__TEKS SUMBER__:

————————

Menyoal paradigma lingkungan, menurut Menteri Kehutanan (Menhut)
Zulkifli Hasan (metronews.com) saat membuka Jambore Lembaga Masyarakat Desa Hutan (LMDH)
se-Karesidenan Kediri di Waduk Wonorejo, Tulungagung, Jawa Timur, Senin (20/1/2014), bencana banjir di Jakarta
dan di Manado awal 2014 diakibatkan kurangnya pemenuhan kaidah lingkungan. Maka ia mengajak semua elemen
bangsa untuk lebih bijak dalam pengelolaan lingkungan khususnya hutan. Jika kita mengabaikan
kaidah-kaidah lingkungan, sekarang ini kita merasakan dampaknya terjadi bencana
banjir dan tanah longsor di mana-mana. Hutan merupakan salah satu sumber
kehidupan bagi seluruh makhluk hidup di muka bumi. Sumber daya hutan berperan
penting sebagai penyangga kehidupan sekaligus menyediakan barang dan jasa
lingkungan yang bermanfaat bagi kehidupan manusia. Keberadaan hutan yang baik sangat
menunjang kesejahteraan masyarakat. Hutan Indonesia juga sangat
berpengaruh terhadap kualitas kehidupan global, khususnya yang terkait dengan
mitigasi dan adaptasi perubahan iklim (climate
changes). Oleh karena itu, sejalan dengan amanat Pasal 33 Undang-Undang
Dasar 1945, sudah sepatutnya sumber daya hutan diurus, dikelola, dan
dimanfaatkan sebesar-besarnya untuk kemakmuran rakyat Indonesia, baik generasi
sekarang maupun generasi yang akan datang.
Sebab itu, merupakan sebuah kewajiban dari pemerintah untuk
dapat menjaga kondisi hutan dari kerusakan, serta tetap dapat mensejahterakan rakyatnya.
Perum Perhutani memiliki sebuah program yang sangat baik yaitu Program
Pengelolaan Hutan Bersama Masyarakat (PHBM). Di dalam program ini terjadi
kolaborasi yang bersinergi antara Perum Perhutani dan masyarakat desa hutan
atau para pihak yang berkepentingan dalam upaya mencapai keberlanjutan fungsi
dan manfaat sumber daya hutan yang optimal dan peningkatan Indeks Pembangunan
Manusia (IPM) yang bersifat fleksibel, partisipatif dan akomodatif.
Jadi yang perlu dibenahi
bukan hanya sekedar infrastruktur saja tetapi bagaimana cara pandang masyarakat
terhadap lingkungannya. Masalah banjir menjadi masalah moral yang
penyelesaiannya harus dilandasi etik moral dalam hal ini etika lingkungan.

————————

__TUGAS YANG DIBERIKAN 1__: Tolong sebutkan setiap singkatan dalam tanda kurung pada teks sumber di atas beserta kepanjangannya yang tertulis di teks itu.

__BARIS DATA__:
————————

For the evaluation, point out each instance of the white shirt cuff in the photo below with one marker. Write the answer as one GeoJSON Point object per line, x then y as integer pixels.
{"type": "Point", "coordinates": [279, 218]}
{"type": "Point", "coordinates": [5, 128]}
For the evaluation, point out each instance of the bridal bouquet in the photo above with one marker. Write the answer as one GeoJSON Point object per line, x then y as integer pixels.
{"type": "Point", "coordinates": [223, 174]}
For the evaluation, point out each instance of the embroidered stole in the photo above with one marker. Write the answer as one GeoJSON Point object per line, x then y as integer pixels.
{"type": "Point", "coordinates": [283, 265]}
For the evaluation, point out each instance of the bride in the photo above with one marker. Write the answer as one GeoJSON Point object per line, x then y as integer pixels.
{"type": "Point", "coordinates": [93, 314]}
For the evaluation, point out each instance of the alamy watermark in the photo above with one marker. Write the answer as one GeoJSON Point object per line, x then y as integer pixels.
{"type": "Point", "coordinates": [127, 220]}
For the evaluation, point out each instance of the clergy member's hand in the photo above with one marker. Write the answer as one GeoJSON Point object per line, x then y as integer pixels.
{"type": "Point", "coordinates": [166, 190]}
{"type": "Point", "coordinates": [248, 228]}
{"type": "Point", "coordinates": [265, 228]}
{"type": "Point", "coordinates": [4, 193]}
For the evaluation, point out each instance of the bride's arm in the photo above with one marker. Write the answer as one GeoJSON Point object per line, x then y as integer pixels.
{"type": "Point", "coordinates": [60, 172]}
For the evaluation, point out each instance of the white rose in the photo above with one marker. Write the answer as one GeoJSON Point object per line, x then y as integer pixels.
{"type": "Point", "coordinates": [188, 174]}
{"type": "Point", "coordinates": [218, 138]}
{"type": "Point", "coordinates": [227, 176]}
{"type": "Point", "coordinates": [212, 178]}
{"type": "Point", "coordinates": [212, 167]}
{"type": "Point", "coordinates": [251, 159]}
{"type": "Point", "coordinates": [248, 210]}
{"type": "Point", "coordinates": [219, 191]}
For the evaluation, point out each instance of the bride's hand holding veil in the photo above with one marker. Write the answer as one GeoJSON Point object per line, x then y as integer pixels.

————————

__TUGAS YANG DIBERIKAN 2__: Masukkan baris-baris catatan ke dalam daftar JSON berisi string, satu string untuk setiap baris, tanpa baris kosong. Mulailah dari baris catatan yang memuat "For the evaluation, point out each instance of the embroidered" dan berhentilah setelah baris terakhir catatan.

__PEMECAHAN MASALAH 1__:
Menhut: Menteri Kehutanan
LMDH: Lembaga Masyarakat Desa Hutan
PHBM: Pengelolaan Hutan Bersama Masyarakat
IPM: Indeks Pembangunan Manusia

__PEMECAHAN MASALAH 2__:
[
  "For the evaluation, point out each instance of the embroidered stole in the photo above with one marker. Write the answer as one GeoJSON Point object per line, x then y as integer pixels.",
  "{\"type\": \"Point\", \"coordinates\": [283, 265]}",
  "For the evaluation, point out each instance of the bride in the photo above with one marker. Write the answer as one GeoJSON Point object per line, x then y as integer pixels.",
  "{\"type\": \"Point\", \"coordinates\": [93, 314]}",
  "For the evaluation, point out each instance of the alamy watermark in the photo above with one marker. Write the answer as one GeoJSON Point object per line, x then y as integer pixels.",
  "{\"type\": \"Point\", \"coordinates\": [127, 220]}",
  "For the evaluation, point out each instance of the clergy member's hand in the photo above with one marker. Write the answer as one GeoJSON Point object per line, x then y as integer pixels.",
  "{\"type\": \"Point\", \"coordinates\": [166, 190]}",
  "{\"type\": \"Point\", \"coordinates\": [248, 228]}",
  "{\"type\": \"Point\", \"coordinates\": [265, 228]}",
  "{\"type\": \"Point\", \"coordinates\": [4, 193]}",
  "For the evaluation, point out each instance of the bride's arm in the photo above with one marker. Write the answer as one GeoJSON Point object per line, x then y as integer pixels.",
  "{\"type\": \"Point\", \"coordinates\": [60, 172]}",
  "For the evaluation, point out each instance of the white rose in the photo above with one marker. Write the answer as one GeoJSON Point object per line, x then y as integer pixels.",
  "{\"type\": \"Point\", \"coordinates\": [188, 174]}",
  "{\"type\": \"Point\", \"coordinates\": [218, 138]}",
  "{\"type\": \"Point\", \"coordinates\": [227, 176]}",
  "{\"type\": \"Point\", \"coordinates\": [212, 178]}",
  "{\"type\": \"Point\", \"coordinates\": [212, 167]}",
  "{\"type\": \"Point\", \"coordinates\": [251, 159]}",
  "{\"type\": \"Point\", \"coordinates\": [248, 210]}",
  "{\"type\": \"Point\", \"coordinates\": [219, 191]}",
  "For the evaluation, point out each instance of the bride's hand holding veil in the photo above with one marker. Write the answer as one GeoJSON Point object per line, x then y as integer pixels."
]